Desconfiavam liminarmente dos mais velhos. Quem não se lembra do lema “não
confie em quem tem mais de trinta anos?” (que na época também foi o meu)?
No Vietnã, milhares de
jovens norte-americanos estavam trucidando e sendo trucidados por pessoas que
não conheciam, mas que eram induzidos a odiar e a buscar eliminar, numa guerra
travada à sua revelia e que, ostensivamente, não poderiam vencer (como de fato
não venceram). O mito Charles de Gaulle, que havia se projetado como herói
nacional da resistência francesa durante a Segunda Guerra Mundial, começava a
ruir, dado seu exacerbado e ultrapassado conservadorismo, que resultou na
verdadeira revolução – que lembrava a Comuna de Paris da segunda metade do
século XIX – promovida um ano antes por
milhares de estudantes nas barricadas do Quartier Latin de Paris, ou de
Nanterre, notadamente nos levante de 2 de maio a 16 de junho de 1968.
Em contraposição, o
homem mostrava ser capaz de realizar proezas impressionantes, que poderiam ser
classificadas, sem exagero, de
miraculosas, da qual a de maior impacto foram os primeiros e vacilantes passos
dados por Neil Armstrong no estéril e pedregoso solo da Lua. A mídia
celebrizou, também, os bizarros “pulinhos” de Aldrin na superfície do nosso
satélite natural. Essa façanha “encucava” os jovens de então. Muitos eram
céticos em relação à descida na Lua, achando que não passava de truque, dos
tantos que se fazem no cinema, com o objetivo meramente propagandístico, para
exaltar um dos lados da guerra fria. Muita gente não crê até hoje que essas
viagens no espaço, fora da Terra, realmente aconteceram.
Os que acreditaram
nisso, a imensa maioria, nem por isso ficaram menos confusos. Provavelmente,
sua confusão foi até maior. Ficaram desconcertados com as contradições humanas,
principalmente com o fato de o homem ser capaz de dominar o conhecimento para a
conquista do espaço e ser incapaz de dominar seus demônios interiores. Achavam
contraditório e incompreensível ele poder “velejar” no vácuo infinito e hostil
do Cosmo e não conseguir conviver harmonicamente com os semelhantes em seu
minúsculo, mas acolhedor planeta, não se entendendo com vizinhos e não raro nem
mesmo com os parentes que habitam sob o mesmo teto.

■ **Dados fornecidos**:

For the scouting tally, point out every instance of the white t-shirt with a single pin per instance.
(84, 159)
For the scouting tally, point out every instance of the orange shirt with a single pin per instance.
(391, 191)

■ **Tarefas do exercício**:
- A) Cite todas as pessoas mencionadas pelo nome no texto sobre os jovens e a descida na Lua.
- B) Retome o texto sobre os jovens e a descida na Lua a partir do ponto em que ele para.
A listagem não tem relação com o que se pede aqui.

■ **Respostas**:
- A) Charles de Gaulle, Neil Armstrong e Aldrin.

- B)
O ano anterior, o de
1968, havia sido de tal sorte violento que muitos chegaram a acreditar que a
humanidade não veria sequer o seu final. O líder pacifista, defensor dos
direitos civis, o pastor negro Martin Luther King, foi assassinado. Tropas da
União Soviética invadiram a Checoslováquia, pondo fim a um efêmero sonho de
liberdade do povo checo, que entraria
para a História como a “Primavera de Praga”. Robert Kennedy, por sua vez,
tornou-se o segundo membro desse célebre clã a ser assassinado, a exemplo do
que já havia ocorrido com o irmão,
multiplicando a perplexidade principalmente dos jovens.
A mentalidade que se
instalava, então, entre milhões e milhões de adolescentes, mundo afora, era a
da necessidade de se viver cada momento de cada dia o mais intensamente
possível, pois poderia não haver o dia seguinte. A idéia era a de se fazer tudo
o que agradasse os sentidos, sem sequer medir conseqüências, face às incertezas
do cotidiano.
Os jovens começaram,
antes de tudo, por redescobrir o próprio corpo. Dessa forma, rompiam milenares
tabus repressivos, sobretudo os que se referiam à sexualidade e partiam para o
que os sociólogos e antropólogos convencionaram chamar de “sociedade
permissiva”. A nudez viria a perder o caráter pecaminoso e proibido. O advento
da pílula anticoncepcional liberou a mulher para a prática do sexo por prazer e
não mais com a finalidade exclusiva de procriação. Essa liberação (a meu ver
exagerada e irresponsável) seria disseminada em filmes, cartazes, revistas e
outras tantas formas de comunicação.
O homossexualismo e o
lesbianismo, práticas que sempre existiram, mas foram, por milênios,
camufladas, viriam à tona, às claras (o que se acentua cada vez mais nos tempos
atuais) chocando e revoltando os conservadores e acirrando sua oposição a esse
tipo de comportamento. Para muitos, ali, com essas transformações radicais dos
costumes, começava um sonho: o da paz e amor sem limites, em contraposição aos
conflitos de toda a sorte em geral e às guerras em particular. Para outros
tantos, porém, tratava-se do seu fim. Era a véspera do encerramento de uma era,
tal qual havia ocorrido nos dias que antecederam à derrocada do Império Romano
do Ocidente, quando os costumes e a moral decaíram e se aviltaram de tal forma
a ponto de suprimir da população de Roma a energia e a vontade de lutar contra
os invasores bárbaros e de preservar sua civilização.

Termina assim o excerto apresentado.